### [Provided text]
* * * * * * *

In this study, the authors describe a simple yet elegant experimental design wherein the mice used for behavioral testing were also used for hippocampal slice recordings. By using the same mice in all stages of the study, potential relationships between electrographic seizures, mnemonic discrimination abilities, and cellular-level physiology could be explored. Notably, although the authors track the same animals throughout experimentation, only 2 animals had bona fide seizures: most animals only had interictal spikes. If animals had presented with a broader range of seizure phenotypes, then it would have been illuminating to evaluate mnemonic deficits across that range. Perhaps, if animals presented with more severe seizures, then greater mnemonic deficits would have been observed. Even if seizure severity did not correlate with significant deficits, such an observation would argue that seizure generation and pattern separation may not rely on common mechanisms. Nonetheless, a temptingly simple model wherein cellular-level pathology causes seizures and mnemonic impairments alike must be rejected. There was no obvious relationship between seizure severity and GC physiological pathology. This finding indicates that the relationship between seizures, pathological GC activity, and mnemonic discrimination is complex and requires further study.
One important caveat of the spiketrain correlation assay used in hippocampal slices is that it only considers pattern separation using firing rate or “rate code.” The first model—and many subsequent—to describe how the DG might perform pattern separation emphasized the capacity of the DG to alter the “population code” (i.e., the specific ensemble of coactive cells), rather than the rate codes of individual cells. 6,7 In short, the DG was proposed as an area with so many cells that it could expand the neural space in which a representation is stored and provide a sparser representation with less overlap. 8 In the end, the ways wherein population and rate codes are utilized and combined are complex, and future studies may in fact support the hypothesis that TLE-associated deficits in the DG population code underlie mnemonic impairments. Nonetheless, Madar et al uncover a striking correlation between pattern separation at the cellular and behavioral levels (Figure 9C of their study), thereby providing some assurance that the firing patterns of single GCs can predict behavioral performance.

* * * * * * *

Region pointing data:
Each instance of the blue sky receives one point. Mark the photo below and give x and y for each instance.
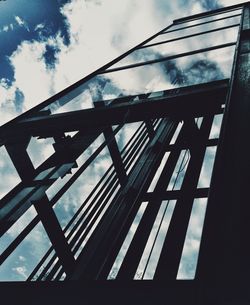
(47, 45)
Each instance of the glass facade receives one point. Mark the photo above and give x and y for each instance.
(115, 171)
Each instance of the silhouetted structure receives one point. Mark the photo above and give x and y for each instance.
(156, 116)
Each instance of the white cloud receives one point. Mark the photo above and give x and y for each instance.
(21, 22)
(21, 270)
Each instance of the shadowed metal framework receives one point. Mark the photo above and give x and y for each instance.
(163, 116)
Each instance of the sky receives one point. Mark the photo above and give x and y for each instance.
(47, 45)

* * * * * * *

### [Your goal]
Answer these questions using the text on seizures and pattern separation:
(a) How many animals had bona fide seizures?
(b) According to the text on seizures and pattern separation, pattern separation in the spiketrain correlation assay is considered using only what?
(c) Which figure of the Madar et al study shows the correlation between pattern separation at the cellular and behavioral levels?

### [Written response]
(a) Two animals had bona fide seizures.
(b) It considers pattern separation using only firing rate, or "rate code."
(c) Figure 9C.